Passage:
Bangladeshi military officer

Ataul Hakim Sarwar Hasan (Note: SBP, SGP, ndc, afwc, psc, Phd) (born 1 January 1966) is a retired three-star general of the Bangladesh Army who served as chief of general staff. He is a former vice-chancellor of Bangladesh University of Professionals.

==Early life==
Sarwar was born on 1 January 1966 in Narsingdi. He enlisted to Bangladesh Military Academy (BMA) on 1982 and was commissioned with the 11th BMA long course on 1984. His parent unit is 10th East Bengal Regiment. Sarwar is a graduate from Defence Services Command and Staff College, National Defence College, Armed Forces War College and the Brazilian Army Command and General Staff College .

==Career==
Sarwar taught at Bangladesh Infantry Regimental Centre and commanded a Bangladesh Infantry Regiment. He served as the director general of Armed Forces Division and as strategic planner of United States Central Command as brigadier general. Sarwar also commanded a mechanized brigade in Savar and an infantry brigade in Mymensingh. Sarwar was ameliorated to major general and was the pioneer general officer commanding, 10th Infantry Division and area commander of Cox's Bazar Area. In 2017, he was the chief patron of Bangladesh International School and College and the logistics area commander. He also served as the general officer commanding of 55th Infantry Division and area commander, Jashore Area. As Jashore area commander, Sarwar was also the president of Jashore Golf and Country Club. On 5 March 2020, Sarwar was appointed vice-chancellor of Bangladesh University of Professionals.

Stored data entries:
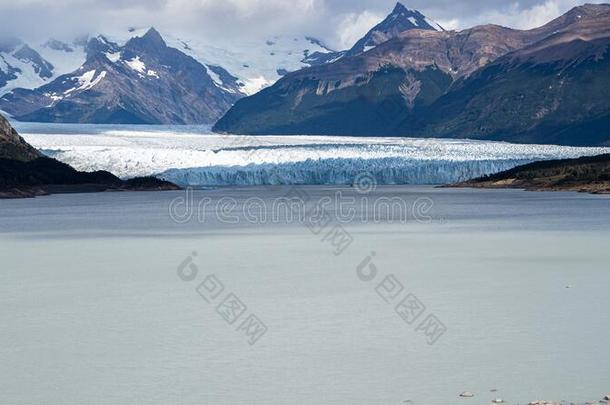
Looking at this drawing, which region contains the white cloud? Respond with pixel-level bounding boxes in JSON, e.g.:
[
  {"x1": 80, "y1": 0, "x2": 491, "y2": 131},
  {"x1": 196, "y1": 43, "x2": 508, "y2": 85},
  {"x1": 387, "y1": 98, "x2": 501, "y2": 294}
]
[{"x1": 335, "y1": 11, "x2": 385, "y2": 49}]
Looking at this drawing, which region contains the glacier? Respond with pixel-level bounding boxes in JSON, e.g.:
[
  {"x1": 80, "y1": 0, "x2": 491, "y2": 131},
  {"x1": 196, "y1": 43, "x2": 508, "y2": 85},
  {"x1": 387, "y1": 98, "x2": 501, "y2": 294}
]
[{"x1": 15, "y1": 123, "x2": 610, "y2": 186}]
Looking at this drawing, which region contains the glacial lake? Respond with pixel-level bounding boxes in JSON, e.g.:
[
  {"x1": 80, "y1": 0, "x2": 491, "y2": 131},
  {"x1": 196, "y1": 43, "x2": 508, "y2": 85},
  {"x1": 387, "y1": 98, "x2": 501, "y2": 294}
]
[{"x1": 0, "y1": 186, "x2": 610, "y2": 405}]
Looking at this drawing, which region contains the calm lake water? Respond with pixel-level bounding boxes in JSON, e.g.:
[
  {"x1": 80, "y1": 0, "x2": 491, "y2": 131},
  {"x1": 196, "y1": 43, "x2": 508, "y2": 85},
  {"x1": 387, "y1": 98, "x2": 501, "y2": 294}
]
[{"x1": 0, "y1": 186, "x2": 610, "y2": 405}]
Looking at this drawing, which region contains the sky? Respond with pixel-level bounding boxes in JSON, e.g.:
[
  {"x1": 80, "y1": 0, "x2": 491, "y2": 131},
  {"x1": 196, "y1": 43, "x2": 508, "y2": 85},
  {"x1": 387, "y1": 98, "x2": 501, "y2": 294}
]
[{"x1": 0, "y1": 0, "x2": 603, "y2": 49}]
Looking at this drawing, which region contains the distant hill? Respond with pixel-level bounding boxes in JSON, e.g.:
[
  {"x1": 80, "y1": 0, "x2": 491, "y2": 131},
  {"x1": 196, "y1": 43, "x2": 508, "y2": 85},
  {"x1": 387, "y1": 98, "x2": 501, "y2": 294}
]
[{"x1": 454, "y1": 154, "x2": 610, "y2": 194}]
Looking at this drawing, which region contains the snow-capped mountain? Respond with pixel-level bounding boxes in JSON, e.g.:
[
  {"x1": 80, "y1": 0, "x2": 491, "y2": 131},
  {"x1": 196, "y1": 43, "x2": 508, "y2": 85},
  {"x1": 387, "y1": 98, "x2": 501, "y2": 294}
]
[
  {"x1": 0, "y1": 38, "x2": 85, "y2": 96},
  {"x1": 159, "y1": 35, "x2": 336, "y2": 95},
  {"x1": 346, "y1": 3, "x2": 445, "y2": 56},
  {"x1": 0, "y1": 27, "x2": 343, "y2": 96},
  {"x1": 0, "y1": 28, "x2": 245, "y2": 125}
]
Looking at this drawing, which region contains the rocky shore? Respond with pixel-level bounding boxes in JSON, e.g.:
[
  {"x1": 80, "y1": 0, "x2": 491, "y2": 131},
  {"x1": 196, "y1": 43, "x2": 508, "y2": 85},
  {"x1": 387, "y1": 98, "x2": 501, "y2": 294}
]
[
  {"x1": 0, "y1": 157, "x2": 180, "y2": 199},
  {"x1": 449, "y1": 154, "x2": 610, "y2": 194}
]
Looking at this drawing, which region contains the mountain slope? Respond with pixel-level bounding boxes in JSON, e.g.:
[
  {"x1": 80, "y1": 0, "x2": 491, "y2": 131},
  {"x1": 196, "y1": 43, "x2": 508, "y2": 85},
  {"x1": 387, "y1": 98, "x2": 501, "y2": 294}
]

Actions to take:
1. In the passage on Ataul Hakim Sarwar Hasan, what is named as his parent unit?
2. Write what comes next after the final sentence of the passage on Ataul Hakim Sarwar Hasan.

Outputs for the tasks:
1. 10th East Bengal Regiment

2.
Sarwar was promoted to lieutenant general and was appointed commandant of National Defence College on 26 November 2020. On 13 January 2021, he was appointed chief of general staff at army headquarters. He went on retirement December, 2023.

== Personal life ==
Sarwar is married to Begum Farzana Hasan, an associate professor of Shaheed Bir Uttam Lt. Anwar Girls College. The couple has twin sons.